### Text
########

The award is given away by the Technology Academy Finland, which is an independent foundation set up by the Finnish industry, in collaboration with the Finish government.

 

Sir Tim Berners LeeThe winning scientist gets 800,000 euros and the developers of other useful innovations are awarded with 115,000 euros each.

 

Earlier winners include Sir Tim Berners-Lee, who developed the World Wide Web and Professor Shuji Nakamura, who invented the blue, green and white light-emitting diodes (LEDs) as well as the blue laser diode.

 

Commenting on the inclusion in the list of innovators for Millennium Technology Prize, Sir Alec, from the University of Leicester, UK, mentioned that it is a great honor "a great recognition for DNA technology and the way it has progressed over the last 24 years. If nothing else, DNA has captured the public's imagination; it's out there every single day in papers and on the television; and the technology has reached out and touched the lives of 20 million people."

 

Sir Alec added: "Every single time this has happened it's a drama for that person, in terms of a DNA test; whether it's a father learning about his son, an immigrant family being reunited or an innocent man being saved off death row."

 

The innovation of Sir Alec has been characterized as a "Eureka" moment, when the scientist looked at DNA X-ray experiment he has been working on back in 1984 and observed both likeness and distinction in his technician's family DNA.

########

(Descriptions of regions in natural language)
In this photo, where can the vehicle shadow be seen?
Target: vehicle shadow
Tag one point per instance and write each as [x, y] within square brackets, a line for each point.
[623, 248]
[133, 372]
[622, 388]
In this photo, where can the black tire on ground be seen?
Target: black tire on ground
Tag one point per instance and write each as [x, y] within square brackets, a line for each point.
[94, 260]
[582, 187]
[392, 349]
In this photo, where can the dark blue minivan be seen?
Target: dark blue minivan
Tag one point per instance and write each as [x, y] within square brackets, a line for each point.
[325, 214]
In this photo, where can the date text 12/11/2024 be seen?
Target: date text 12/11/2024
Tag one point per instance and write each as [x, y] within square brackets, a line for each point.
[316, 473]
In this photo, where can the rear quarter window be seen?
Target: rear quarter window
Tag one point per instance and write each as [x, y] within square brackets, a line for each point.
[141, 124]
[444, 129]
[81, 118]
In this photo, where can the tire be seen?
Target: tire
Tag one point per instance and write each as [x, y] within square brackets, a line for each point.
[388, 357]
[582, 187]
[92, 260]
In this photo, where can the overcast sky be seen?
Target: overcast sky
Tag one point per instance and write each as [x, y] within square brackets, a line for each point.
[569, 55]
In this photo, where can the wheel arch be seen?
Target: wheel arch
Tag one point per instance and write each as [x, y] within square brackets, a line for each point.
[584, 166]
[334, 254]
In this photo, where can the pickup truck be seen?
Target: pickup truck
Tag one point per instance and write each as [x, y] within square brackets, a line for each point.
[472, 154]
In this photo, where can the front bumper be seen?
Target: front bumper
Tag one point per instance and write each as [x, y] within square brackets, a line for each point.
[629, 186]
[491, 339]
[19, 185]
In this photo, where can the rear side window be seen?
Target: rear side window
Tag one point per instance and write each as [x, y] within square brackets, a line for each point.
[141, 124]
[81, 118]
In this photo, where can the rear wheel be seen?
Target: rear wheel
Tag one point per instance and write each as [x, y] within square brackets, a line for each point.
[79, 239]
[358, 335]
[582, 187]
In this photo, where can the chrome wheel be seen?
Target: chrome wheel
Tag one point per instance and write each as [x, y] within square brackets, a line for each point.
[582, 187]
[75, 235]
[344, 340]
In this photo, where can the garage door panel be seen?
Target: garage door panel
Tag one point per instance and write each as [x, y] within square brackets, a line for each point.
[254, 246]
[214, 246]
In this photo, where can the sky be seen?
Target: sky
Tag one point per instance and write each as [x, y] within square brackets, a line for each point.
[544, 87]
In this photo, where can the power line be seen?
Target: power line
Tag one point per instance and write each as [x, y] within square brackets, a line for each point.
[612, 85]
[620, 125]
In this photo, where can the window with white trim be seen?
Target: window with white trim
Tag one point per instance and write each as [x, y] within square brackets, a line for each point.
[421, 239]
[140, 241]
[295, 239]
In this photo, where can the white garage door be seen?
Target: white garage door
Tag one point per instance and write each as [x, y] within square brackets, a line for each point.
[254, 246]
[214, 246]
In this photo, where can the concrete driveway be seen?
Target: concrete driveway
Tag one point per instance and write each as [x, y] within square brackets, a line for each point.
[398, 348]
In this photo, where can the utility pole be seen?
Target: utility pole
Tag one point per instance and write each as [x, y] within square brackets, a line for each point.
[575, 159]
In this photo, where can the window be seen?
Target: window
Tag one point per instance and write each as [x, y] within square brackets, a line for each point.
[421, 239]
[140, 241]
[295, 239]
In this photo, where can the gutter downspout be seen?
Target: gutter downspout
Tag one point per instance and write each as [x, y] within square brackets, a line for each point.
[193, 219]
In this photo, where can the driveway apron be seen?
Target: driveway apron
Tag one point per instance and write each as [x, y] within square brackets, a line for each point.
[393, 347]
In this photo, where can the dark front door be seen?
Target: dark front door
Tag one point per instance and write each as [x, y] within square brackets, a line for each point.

########

### Set of tasks
A: According to the Millennium Technology Prize text, which university is Sir Alec from?
B: Say whether each statement agrees with the Millennium Technology Prize text, quoting the words that decide it.
(i) Technology Academy Finland was set up by the Finnish industry.
(ii) Professor Shuji Nakamura developed the World Wide Web.
(iii) Sir Alec said the technology has touched the lives of 20 million people.
C: Continue the text about the Millennium Technology Prize from its last sentence.

### Outputs by task
A: The University of Leicester, UK.

B:
(i) Yes: "an independent foundation set up by the Finnish industry"
(ii) No: "Sir Tim Berners-Lee, who developed the World Wide Web"
(iii) Yes: "the technology has reached out and touched the lives of 20 million people"

C:
Sir Alec stated that the only ones who hate this honor are "criminals who were being caught thanks to DNA fingerprinting".

 

Currently he focuses on reducing the amount of time between taking the DNA test and receiving its result.

 

"It can be as quick as a few hours, but we want to get it down to a second, to real time. Imagine the security possibilities if we could establish identity that quickly," he outlined.

 

Professor Robert Langer, working at the Massachusetts Institute of Technology, is the founder of biomaterials. He has been included in the list "for his inventions and development of innovative biomaterials for controlled drug release and tissue regeneration that have saved and improved the lives of millions of people".

 

Andrew Viterbi, an Italian-American engineer, has also been included in the list for the development of an algorithm that is able to make billions of phone calls each day on mobile networks.

 

Professor David PayneAccording to the Academy, the algorithm of Viterbi represents "the key building element in modern wireless and digital communications systems, touching lives of people everywhere".

 

For their contribution in the creation of technology that made it possible the development of a high-speed global fibre-optic network, the Academy shortlisted three scientists. Together with his colleagues at Southampton University, Professor David Payne in the mid-1980s was in competition with two scientists at Bell Labs, who were Dr. Emmanuel Desurvire and Dr. Randy Giles. They competed for the creation of an optical amplifier able to solve the lack of fibre optic cables of the day.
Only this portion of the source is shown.